___ INPUT DATA ___
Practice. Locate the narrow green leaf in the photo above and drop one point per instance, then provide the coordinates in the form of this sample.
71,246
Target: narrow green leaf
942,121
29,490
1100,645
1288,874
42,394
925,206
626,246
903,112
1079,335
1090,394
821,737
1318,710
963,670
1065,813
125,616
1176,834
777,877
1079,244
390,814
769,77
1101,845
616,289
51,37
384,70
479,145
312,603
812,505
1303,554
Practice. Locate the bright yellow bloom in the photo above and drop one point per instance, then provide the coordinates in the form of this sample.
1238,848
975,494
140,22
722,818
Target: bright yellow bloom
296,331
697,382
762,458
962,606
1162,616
___
___ INPUT DATA ___
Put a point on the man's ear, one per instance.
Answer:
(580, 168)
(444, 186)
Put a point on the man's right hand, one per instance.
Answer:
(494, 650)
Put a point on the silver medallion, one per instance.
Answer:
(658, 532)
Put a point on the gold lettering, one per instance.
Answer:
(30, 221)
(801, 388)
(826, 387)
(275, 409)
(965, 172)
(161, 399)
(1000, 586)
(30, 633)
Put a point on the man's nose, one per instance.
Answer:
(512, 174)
___
§ **TO DO**
Give the number of lines in the records that contain the string "this", and nothing besides.

§ **TASK SOLUTION**
2